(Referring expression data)
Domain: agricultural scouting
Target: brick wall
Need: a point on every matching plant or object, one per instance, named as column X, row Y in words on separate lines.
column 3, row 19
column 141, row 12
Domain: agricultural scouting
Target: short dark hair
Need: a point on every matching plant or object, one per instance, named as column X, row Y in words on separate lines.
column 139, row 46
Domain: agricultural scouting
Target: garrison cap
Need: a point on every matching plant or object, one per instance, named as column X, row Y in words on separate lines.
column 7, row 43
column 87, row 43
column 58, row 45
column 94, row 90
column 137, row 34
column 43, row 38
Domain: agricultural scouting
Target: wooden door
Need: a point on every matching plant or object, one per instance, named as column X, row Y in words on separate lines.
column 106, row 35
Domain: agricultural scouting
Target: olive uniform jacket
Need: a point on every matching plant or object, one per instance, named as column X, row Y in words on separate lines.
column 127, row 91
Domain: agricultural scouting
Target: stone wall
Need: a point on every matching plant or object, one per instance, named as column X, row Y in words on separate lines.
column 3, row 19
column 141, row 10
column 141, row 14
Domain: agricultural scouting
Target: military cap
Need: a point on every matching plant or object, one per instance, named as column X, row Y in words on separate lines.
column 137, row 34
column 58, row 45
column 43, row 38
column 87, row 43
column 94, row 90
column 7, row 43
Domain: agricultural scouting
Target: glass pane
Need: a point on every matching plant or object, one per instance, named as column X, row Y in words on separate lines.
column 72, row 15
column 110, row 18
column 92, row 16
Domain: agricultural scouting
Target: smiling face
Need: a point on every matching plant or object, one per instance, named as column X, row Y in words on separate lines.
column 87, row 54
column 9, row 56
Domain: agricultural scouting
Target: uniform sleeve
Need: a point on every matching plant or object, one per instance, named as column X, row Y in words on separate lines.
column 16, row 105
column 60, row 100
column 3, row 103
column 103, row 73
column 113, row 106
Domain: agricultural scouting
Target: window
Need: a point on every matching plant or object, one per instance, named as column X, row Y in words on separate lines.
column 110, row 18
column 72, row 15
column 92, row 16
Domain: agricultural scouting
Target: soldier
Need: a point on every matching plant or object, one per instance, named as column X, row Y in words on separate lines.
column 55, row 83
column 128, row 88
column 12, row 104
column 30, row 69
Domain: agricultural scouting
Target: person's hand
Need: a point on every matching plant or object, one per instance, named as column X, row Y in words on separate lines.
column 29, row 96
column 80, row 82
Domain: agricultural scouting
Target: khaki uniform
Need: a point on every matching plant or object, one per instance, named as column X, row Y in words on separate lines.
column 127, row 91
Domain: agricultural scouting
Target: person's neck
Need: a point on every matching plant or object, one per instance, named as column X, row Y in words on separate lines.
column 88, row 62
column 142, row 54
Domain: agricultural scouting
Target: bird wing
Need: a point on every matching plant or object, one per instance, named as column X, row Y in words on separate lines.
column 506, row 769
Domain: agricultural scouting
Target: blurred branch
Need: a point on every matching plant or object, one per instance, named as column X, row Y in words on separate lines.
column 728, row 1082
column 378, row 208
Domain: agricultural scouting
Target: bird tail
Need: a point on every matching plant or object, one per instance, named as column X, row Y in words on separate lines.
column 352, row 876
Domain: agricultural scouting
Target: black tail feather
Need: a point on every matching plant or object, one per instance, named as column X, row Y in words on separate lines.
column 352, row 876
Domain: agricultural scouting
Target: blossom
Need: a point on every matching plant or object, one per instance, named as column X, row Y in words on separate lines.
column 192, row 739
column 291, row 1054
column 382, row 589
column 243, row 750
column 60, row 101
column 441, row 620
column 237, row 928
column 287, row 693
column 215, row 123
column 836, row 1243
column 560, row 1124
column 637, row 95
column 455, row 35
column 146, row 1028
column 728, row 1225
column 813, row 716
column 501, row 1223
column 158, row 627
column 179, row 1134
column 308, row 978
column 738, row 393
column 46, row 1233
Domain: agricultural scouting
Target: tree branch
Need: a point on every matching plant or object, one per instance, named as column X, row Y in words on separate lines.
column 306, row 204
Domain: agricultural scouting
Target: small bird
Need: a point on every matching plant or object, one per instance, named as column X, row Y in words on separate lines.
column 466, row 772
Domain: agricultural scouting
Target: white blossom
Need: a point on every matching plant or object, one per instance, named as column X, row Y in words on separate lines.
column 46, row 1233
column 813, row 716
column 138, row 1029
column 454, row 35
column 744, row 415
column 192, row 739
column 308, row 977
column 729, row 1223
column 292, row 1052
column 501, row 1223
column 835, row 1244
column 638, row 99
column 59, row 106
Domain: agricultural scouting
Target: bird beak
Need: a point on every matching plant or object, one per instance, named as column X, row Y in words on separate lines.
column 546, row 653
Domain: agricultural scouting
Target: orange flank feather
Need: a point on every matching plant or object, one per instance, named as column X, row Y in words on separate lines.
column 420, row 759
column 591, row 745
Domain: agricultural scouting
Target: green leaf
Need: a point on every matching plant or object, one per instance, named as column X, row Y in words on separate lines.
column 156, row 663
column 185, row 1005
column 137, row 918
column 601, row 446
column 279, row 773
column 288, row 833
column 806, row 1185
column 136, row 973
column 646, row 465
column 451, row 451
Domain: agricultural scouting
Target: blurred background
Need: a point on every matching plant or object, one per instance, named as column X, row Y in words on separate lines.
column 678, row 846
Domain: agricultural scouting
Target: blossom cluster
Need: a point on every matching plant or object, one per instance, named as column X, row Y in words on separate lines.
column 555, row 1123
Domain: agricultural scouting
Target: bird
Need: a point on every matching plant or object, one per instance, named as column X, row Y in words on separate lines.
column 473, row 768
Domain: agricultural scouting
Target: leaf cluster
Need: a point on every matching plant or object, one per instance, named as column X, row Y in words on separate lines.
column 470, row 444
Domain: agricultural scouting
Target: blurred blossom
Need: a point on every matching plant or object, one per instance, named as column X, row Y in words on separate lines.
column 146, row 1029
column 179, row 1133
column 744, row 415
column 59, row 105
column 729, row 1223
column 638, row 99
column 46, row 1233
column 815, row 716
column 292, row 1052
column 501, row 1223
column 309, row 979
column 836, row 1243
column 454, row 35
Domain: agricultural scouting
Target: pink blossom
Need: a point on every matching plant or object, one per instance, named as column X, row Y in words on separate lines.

> **Task details**:
Filter the entries above down to the lines that hold the word "bird", and copy those lines.

> **Exercise answer**:
Target: bird wing
Target: bird tail
Target: small bird
Target: bird beak
Target: bird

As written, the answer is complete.